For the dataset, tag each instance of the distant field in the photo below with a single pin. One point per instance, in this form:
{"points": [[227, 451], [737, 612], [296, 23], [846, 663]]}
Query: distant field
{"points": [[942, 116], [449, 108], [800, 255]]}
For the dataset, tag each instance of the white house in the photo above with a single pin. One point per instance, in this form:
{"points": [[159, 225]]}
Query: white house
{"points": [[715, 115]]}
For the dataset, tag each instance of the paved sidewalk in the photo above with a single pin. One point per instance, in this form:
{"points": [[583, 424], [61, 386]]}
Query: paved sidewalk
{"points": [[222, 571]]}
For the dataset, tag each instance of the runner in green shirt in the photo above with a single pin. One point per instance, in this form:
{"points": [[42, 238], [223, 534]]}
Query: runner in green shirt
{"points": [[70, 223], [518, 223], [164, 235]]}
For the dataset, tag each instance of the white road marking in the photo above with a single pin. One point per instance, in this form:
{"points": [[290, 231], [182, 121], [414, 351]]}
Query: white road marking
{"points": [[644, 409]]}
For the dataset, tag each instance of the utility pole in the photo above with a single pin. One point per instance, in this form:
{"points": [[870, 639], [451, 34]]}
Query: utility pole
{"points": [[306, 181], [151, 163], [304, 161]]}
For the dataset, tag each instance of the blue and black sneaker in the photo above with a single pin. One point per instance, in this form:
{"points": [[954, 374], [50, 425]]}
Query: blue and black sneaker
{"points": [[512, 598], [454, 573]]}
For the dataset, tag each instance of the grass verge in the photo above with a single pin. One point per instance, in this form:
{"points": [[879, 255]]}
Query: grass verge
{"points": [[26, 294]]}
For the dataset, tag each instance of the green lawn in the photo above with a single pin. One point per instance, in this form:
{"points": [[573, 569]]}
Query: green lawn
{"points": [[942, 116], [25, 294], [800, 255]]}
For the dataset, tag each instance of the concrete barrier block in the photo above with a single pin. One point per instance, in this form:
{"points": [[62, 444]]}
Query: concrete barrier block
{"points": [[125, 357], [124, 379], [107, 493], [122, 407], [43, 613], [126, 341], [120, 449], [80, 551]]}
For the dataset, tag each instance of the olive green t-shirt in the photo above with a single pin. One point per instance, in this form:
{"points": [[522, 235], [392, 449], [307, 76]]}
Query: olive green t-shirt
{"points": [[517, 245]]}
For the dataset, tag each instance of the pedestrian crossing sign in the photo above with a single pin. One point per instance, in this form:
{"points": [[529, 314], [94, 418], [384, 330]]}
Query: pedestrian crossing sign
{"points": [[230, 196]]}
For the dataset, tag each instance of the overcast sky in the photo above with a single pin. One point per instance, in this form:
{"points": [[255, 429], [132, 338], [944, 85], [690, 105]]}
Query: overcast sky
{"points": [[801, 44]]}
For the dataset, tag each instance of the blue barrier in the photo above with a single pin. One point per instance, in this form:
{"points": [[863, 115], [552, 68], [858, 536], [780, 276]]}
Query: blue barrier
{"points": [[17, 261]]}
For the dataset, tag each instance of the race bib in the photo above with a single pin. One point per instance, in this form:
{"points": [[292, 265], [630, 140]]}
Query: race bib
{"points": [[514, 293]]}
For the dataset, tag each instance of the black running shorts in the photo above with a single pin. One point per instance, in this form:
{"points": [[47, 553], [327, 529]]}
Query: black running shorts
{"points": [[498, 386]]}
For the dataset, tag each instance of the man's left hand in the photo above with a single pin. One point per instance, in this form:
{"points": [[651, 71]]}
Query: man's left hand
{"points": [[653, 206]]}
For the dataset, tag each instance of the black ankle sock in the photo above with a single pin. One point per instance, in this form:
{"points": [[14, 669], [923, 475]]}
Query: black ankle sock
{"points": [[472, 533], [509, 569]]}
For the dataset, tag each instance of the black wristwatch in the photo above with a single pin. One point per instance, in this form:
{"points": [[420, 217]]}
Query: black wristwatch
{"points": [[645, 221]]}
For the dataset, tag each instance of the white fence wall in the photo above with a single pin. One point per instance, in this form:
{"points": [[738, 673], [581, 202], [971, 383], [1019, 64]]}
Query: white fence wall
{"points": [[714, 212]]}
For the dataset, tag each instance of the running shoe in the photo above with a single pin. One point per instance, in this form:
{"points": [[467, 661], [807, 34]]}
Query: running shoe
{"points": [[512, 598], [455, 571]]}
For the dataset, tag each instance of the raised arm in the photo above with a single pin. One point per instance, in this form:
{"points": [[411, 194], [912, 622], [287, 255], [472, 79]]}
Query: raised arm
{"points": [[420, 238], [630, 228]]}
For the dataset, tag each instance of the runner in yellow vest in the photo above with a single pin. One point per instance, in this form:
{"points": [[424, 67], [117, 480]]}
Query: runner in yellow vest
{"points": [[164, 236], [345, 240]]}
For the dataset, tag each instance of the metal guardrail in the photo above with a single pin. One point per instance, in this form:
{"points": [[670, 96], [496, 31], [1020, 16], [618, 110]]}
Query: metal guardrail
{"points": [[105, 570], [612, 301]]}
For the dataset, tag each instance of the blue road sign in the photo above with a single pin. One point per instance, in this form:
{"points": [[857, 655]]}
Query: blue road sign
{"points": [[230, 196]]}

┄┄┄┄┄┄┄┄┄┄┄┄┄┄┄┄┄┄┄┄

* [Task instructions]
Exactly as they appear, print the lines from the one holding "Query: metal guardrail" through the final line of the entries, and no others.

* [Solution]
Query: metal guardrail
{"points": [[105, 570], [612, 301]]}
For the dataset, tag each instance of the blue road sign in the photo above with a single pin. One point per instance, in this form:
{"points": [[857, 655]]}
Query: blue road sign
{"points": [[230, 196]]}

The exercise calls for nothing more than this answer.